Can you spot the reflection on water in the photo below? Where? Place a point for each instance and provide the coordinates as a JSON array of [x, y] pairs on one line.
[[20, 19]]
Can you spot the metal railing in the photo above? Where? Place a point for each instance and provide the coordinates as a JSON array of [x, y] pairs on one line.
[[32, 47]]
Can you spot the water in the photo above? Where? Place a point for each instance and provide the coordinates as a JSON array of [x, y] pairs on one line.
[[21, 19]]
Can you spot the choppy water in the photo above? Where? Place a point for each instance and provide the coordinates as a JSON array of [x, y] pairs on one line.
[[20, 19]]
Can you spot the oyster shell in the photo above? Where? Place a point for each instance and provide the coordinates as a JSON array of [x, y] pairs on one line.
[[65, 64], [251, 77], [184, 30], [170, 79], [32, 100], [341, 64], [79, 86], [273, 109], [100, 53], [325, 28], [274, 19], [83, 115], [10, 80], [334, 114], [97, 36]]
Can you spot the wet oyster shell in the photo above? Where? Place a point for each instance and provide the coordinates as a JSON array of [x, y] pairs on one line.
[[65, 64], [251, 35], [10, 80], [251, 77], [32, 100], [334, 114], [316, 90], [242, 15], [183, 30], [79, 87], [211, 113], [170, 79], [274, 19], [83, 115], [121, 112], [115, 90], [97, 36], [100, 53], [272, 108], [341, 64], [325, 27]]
• • • • • • •
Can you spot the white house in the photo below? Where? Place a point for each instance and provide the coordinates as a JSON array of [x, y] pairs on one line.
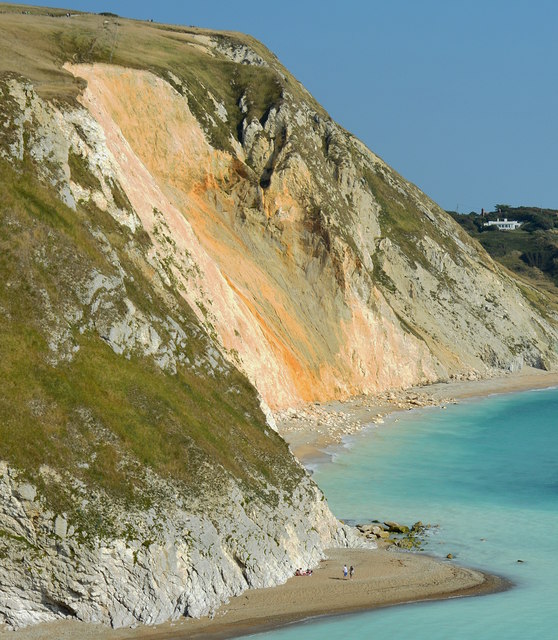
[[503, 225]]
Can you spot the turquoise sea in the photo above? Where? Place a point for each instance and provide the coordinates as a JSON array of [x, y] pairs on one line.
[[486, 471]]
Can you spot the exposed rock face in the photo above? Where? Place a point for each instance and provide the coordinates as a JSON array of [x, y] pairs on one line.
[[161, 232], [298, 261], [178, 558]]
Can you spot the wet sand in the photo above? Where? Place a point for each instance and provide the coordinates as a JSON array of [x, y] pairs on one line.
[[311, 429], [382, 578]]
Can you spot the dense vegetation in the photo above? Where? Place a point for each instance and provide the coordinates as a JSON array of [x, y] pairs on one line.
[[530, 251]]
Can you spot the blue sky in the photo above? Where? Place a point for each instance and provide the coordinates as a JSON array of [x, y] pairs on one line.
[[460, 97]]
• • • • • • •
**WRITTEN INSTRUCTION:** Which lines of the material above contain the string "Place", with case counting? Gather every one of them in full.

**SOLUTION FOR THIS TASK:**
Can you spot the reflection on water in the photo below? Where? Place a point for each instance and provide the coordinates as a JSON array of [x, y] pairs on one line.
Can you spot the metal railing in the photo above? Where? Place a point for each instance and provide the coordinates as a JSON array of [x, y] pairs on one line.
Can you spot the water in the photo above? Where? Place a point for each instance and provide the coordinates as a JSON array of [x, y] pairs on one line.
Can you spot the choppy water in the photo above? Where? Place a point for each instance and provide the coordinates as a JSON array of [x, y] pairs on one line.
Can you spot the oyster shell in the photo above? Where? Place a point for each instance and provide the coordinates as a JSON array of [x, y] pairs on one line.
Can you spot the wet oyster shell in the photo above? Where? Place a point for each instance and provide the coordinates as a JSON array of [x, y] pairs on one line.
Can you spot the white house in the photo below? Where? Place a point for each instance and provide the coordinates as a JSON array of [x, y] pairs on one line.
Can you spot the turquoise sea in the photo above? Where? Place a point for each instance and provide the coordinates as a JSON array of [x, y] pairs on one line.
Can you spot the exposed rock face in the photo above? Where? Place a point for each instance and provide the coordinates as a JSON array of [x, y] pairs on one line.
Can you spot the wet sand in the photo above? Where? Place a point for each instance and provide the coordinates as a JSON array of [x, y] pairs on one line.
Can you spot the dense vegetation in the photo above? Where? Place a point for each instance and provide the coordinates as a JSON array of [x, y] pairs on one line.
Can you spot the blue sky in the photo above? Where? Place a point for each instance and provide the coordinates as a JSON array of [x, y] pairs on one line.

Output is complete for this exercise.